[Data taken from a collection]
▼
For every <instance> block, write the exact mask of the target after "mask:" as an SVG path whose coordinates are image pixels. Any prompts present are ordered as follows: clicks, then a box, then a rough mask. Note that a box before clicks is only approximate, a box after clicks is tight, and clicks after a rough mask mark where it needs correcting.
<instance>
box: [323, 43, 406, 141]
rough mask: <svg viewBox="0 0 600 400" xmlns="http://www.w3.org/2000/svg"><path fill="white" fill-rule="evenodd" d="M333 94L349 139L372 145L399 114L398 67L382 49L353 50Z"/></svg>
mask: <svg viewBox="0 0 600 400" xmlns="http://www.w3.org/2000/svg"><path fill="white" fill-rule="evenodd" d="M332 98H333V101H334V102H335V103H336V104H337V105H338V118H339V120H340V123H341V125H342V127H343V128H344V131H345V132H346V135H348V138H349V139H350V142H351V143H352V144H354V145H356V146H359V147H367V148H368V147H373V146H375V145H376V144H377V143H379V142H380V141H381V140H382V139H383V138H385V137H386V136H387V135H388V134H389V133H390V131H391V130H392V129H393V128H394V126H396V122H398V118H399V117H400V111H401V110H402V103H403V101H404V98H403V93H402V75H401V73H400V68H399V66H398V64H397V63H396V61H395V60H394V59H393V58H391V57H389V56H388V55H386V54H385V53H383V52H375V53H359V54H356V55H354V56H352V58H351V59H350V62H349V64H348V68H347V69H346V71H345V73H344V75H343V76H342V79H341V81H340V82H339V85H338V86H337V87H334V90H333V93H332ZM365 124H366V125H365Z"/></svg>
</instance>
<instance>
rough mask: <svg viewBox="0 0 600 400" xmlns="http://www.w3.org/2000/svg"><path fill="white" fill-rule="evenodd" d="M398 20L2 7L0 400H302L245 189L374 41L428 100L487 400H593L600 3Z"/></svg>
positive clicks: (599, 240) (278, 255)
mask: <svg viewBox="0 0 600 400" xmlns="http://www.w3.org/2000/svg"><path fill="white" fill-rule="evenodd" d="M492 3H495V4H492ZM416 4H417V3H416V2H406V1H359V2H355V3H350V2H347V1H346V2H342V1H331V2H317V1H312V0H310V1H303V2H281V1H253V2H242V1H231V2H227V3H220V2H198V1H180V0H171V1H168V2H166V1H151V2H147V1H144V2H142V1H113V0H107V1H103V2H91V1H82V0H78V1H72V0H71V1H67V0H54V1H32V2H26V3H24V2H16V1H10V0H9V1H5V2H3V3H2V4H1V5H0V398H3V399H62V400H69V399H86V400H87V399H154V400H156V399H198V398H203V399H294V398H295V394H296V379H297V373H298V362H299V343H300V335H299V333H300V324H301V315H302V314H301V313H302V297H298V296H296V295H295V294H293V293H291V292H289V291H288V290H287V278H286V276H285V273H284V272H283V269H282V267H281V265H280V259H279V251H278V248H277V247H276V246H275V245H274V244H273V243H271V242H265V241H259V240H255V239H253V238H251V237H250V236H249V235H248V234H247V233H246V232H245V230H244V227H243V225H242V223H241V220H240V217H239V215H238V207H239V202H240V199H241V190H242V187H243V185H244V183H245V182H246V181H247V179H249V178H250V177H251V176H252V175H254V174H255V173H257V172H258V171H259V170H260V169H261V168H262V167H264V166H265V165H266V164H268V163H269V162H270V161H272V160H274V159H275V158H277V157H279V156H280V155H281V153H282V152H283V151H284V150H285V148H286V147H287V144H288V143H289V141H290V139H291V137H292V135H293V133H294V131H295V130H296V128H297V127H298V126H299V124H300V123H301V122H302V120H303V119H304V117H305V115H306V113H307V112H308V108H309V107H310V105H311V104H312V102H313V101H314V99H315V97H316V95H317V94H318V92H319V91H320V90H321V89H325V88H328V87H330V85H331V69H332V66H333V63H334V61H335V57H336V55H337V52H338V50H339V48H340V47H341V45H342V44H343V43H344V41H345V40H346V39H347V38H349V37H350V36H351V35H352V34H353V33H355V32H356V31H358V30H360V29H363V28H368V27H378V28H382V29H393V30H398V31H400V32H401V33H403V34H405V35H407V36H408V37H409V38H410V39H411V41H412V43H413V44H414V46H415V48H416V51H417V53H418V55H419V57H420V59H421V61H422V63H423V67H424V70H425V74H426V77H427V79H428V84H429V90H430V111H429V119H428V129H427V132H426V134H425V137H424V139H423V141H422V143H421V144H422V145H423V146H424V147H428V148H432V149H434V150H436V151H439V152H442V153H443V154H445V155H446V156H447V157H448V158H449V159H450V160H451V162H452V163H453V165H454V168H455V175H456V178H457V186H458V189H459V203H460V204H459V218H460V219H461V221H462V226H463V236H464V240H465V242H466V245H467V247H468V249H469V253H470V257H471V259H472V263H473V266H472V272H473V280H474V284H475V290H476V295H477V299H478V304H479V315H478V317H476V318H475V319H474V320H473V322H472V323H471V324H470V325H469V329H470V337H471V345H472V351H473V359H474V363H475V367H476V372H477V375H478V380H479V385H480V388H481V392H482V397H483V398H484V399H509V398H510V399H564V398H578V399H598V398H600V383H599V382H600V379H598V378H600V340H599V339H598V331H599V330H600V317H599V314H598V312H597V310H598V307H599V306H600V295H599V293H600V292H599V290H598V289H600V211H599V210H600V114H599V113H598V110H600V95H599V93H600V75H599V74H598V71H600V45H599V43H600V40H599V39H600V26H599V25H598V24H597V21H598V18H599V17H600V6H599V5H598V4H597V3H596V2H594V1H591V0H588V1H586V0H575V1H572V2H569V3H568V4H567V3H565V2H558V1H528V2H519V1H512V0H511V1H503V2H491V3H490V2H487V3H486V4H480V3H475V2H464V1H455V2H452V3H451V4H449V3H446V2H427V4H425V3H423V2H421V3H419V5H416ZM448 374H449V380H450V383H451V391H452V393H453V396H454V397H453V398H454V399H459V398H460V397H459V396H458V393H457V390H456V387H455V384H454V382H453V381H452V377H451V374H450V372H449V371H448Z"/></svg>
▲
> [WHAT IS NEEDED]:
Please return every line of the items above word for word, changing nothing.

> [ANSWER SPACE]:
For every <instance> block, write the exact mask of the target after "mask:" as an SVG path whose coordinates are image pixels. Any prompts present are ordered as follows: clicks, then a box, then a rough mask. Note that a box before clicks is only approximate, a box after clicks is tight, and clicks after a rough mask mark where it needs correcting.
<instance>
box: [323, 43, 406, 141]
rough mask: <svg viewBox="0 0 600 400" xmlns="http://www.w3.org/2000/svg"><path fill="white" fill-rule="evenodd" d="M333 94L349 139L372 145L399 114L398 67L382 49L353 50Z"/></svg>
mask: <svg viewBox="0 0 600 400" xmlns="http://www.w3.org/2000/svg"><path fill="white" fill-rule="evenodd" d="M332 98H333V101H334V102H335V103H336V104H337V105H338V118H339V120H340V123H341V125H342V127H343V128H344V131H345V132H346V135H348V138H349V139H350V142H351V143H352V144H354V145H356V146H359V147H367V148H368V147H373V146H375V145H376V144H377V143H379V142H380V141H381V140H382V139H383V138H385V137H386V136H387V135H388V134H389V133H390V131H391V130H392V129H393V128H394V126H396V122H398V118H399V117H400V111H401V110H402V103H403V101H404V98H403V93H402V75H401V73H400V68H399V66H398V64H397V63H396V61H395V60H394V59H393V58H391V57H389V56H388V55H386V54H385V53H383V52H375V53H359V54H356V55H354V56H352V58H351V59H350V62H349V64H348V68H347V69H346V71H345V73H344V75H343V76H342V79H341V81H340V82H339V85H338V86H337V87H334V90H333V93H332ZM365 124H366V125H365Z"/></svg>
</instance>
<instance>
rough mask: <svg viewBox="0 0 600 400" xmlns="http://www.w3.org/2000/svg"><path fill="white" fill-rule="evenodd" d="M398 20L2 7L0 400H302L245 189L374 41L428 100L487 400H593L600 3Z"/></svg>
positive clicks: (599, 240) (278, 255)
mask: <svg viewBox="0 0 600 400" xmlns="http://www.w3.org/2000/svg"><path fill="white" fill-rule="evenodd" d="M492 3H495V4H492ZM416 4H417V3H416V2H406V1H359V2H355V3H350V2H347V1H346V2H342V1H331V2H317V1H312V0H310V1H303V2H281V1H253V2H242V1H231V2H227V3H220V2H198V1H180V0H171V1H168V2H166V1H151V2H147V1H144V2H142V1H113V0H107V1H103V2H91V1H82V0H78V1H72V0H71V1H67V0H54V1H32V2H26V3H24V2H16V1H10V0H9V1H5V2H3V3H2V4H1V5H0V398H3V399H62V400H69V399H86V400H87V399H154V400H156V399H198V398H203V399H294V398H295V394H296V379H297V373H298V362H299V343H300V335H299V333H300V324H301V315H302V314H301V313H302V297H298V296H296V295H295V294H293V293H291V292H289V291H288V290H287V278H286V276H285V273H284V272H283V269H282V267H281V265H280V259H279V251H278V248H277V247H276V246H275V245H274V244H273V243H271V242H265V241H259V240H255V239H253V238H251V237H250V236H249V235H248V234H247V233H246V232H245V230H244V227H243V225H242V223H241V220H240V217H239V215H238V207H239V202H240V199H241V190H242V187H243V185H244V183H245V182H246V181H247V179H249V178H250V177H251V176H252V175H254V174H255V173H257V172H258V171H259V170H260V169H261V168H262V167H264V166H265V165H266V164H268V163H269V162H270V161H272V160H274V159H275V158H277V157H279V156H280V155H281V153H282V152H283V151H284V150H285V148H286V147H287V144H288V143H289V141H290V139H291V137H292V135H293V133H294V131H295V130H296V128H297V127H298V126H299V124H300V123H301V122H302V120H303V119H304V117H305V115H306V113H307V112H308V108H309V107H310V105H311V104H312V102H313V101H314V99H315V97H316V95H317V94H318V92H319V91H320V90H321V89H325V88H328V87H330V85H331V69H332V66H333V63H334V61H335V57H336V55H337V52H338V50H339V48H340V47H341V45H342V44H343V43H344V41H345V40H346V39H347V38H349V37H350V36H351V35H352V34H353V33H355V32H356V31H358V30H360V29H363V28H368V27H378V28H382V29H393V30H398V31H400V32H401V33H403V34H405V35H407V36H408V37H409V38H410V39H411V41H412V43H413V44H414V46H415V48H416V51H417V53H418V55H419V57H420V59H421V61H422V63H423V67H424V70H425V74H426V77H427V79H428V84H429V90H430V111H429V119H428V129H427V132H426V134H425V137H424V139H423V141H422V143H421V144H422V145H423V146H424V147H428V148H432V149H434V150H436V151H439V152H442V153H443V154H445V155H446V156H447V157H448V158H449V159H450V160H451V162H452V163H453V165H454V168H455V175H456V178H457V186H458V189H459V203H460V204H459V218H460V219H461V221H462V226H463V236H464V240H465V242H466V245H467V247H468V249H469V253H470V257H471V259H472V263H473V266H472V272H473V280H474V284H475V290H476V295H477V299H478V304H479V315H478V317H476V318H475V319H474V320H473V322H472V323H471V324H470V325H469V329H470V337H471V345H472V351H473V359H474V363H475V367H476V372H477V375H478V380H479V385H480V388H481V392H482V397H483V398H484V399H509V398H510V399H564V398H578V399H598V398H600V383H599V382H600V379H598V378H600V340H599V339H598V331H599V330H600V317H599V314H598V312H597V310H598V307H599V306H600V295H599V293H600V292H599V290H598V289H600V211H599V210H600V114H599V113H598V110H600V95H599V93H600V75H599V74H598V71H600V45H599V43H600V40H599V39H600V26H599V25H598V24H597V21H598V18H599V17H600V6H599V5H598V4H597V3H596V2H594V1H591V0H588V1H586V0H575V1H572V2H569V3H568V4H567V3H565V2H558V1H528V2H519V1H512V0H511V1H503V2H491V3H490V2H487V3H486V4H480V3H475V2H464V1H455V2H452V3H451V4H449V3H446V2H427V4H425V3H423V2H421V3H419V5H416ZM448 374H449V380H450V383H451V391H452V393H453V396H454V397H453V398H454V399H459V398H460V397H459V396H458V393H457V390H456V387H455V384H454V382H453V381H452V377H451V374H450V372H449V371H448Z"/></svg>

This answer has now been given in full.